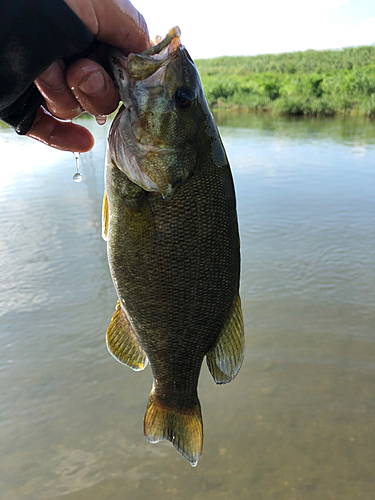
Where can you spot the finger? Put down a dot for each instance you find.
(92, 87)
(60, 135)
(59, 99)
(116, 23)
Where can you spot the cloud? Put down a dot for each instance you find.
(244, 28)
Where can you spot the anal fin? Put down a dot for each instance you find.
(122, 342)
(224, 360)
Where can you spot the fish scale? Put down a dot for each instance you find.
(169, 218)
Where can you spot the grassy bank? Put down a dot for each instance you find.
(298, 83)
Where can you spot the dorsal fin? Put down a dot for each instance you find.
(105, 217)
(224, 360)
(122, 342)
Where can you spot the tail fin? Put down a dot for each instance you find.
(183, 428)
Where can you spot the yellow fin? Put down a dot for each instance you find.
(224, 360)
(122, 342)
(105, 217)
(183, 428)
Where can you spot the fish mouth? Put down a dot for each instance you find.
(142, 66)
(132, 143)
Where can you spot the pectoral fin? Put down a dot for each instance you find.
(224, 360)
(122, 342)
(105, 217)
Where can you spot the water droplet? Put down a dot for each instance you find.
(77, 177)
(100, 119)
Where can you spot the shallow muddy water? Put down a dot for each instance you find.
(298, 423)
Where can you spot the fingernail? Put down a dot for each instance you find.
(93, 84)
(53, 77)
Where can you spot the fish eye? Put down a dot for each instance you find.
(184, 97)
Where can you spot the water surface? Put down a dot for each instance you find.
(298, 421)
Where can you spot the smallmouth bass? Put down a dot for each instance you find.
(170, 222)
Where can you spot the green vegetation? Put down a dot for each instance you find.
(297, 83)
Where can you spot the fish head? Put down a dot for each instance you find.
(153, 137)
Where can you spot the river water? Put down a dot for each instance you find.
(298, 423)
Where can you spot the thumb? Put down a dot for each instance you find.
(114, 22)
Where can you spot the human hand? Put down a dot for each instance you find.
(86, 85)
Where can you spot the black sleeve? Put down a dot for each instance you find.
(33, 34)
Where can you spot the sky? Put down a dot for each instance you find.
(244, 27)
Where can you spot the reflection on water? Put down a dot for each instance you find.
(296, 424)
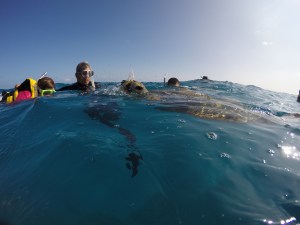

□ □ □

(Exercise objective) Line by line and exactly, reproduce the span from the line with "Where can you spot the human" through the end of the data above, both ends included, with pictures left out.

(Answer to the exercise)
Where can you spot the human hand? Put down a dot for each instance you find.
(86, 85)
Where can you spot the black sleeve? Put down a dot for each instance you find.
(33, 34)
Where can you spot the sky? Put down a dot for each instance you find.
(244, 27)
Where can you spot the reflection on water? Put down a dot for each instance you find.
(296, 424)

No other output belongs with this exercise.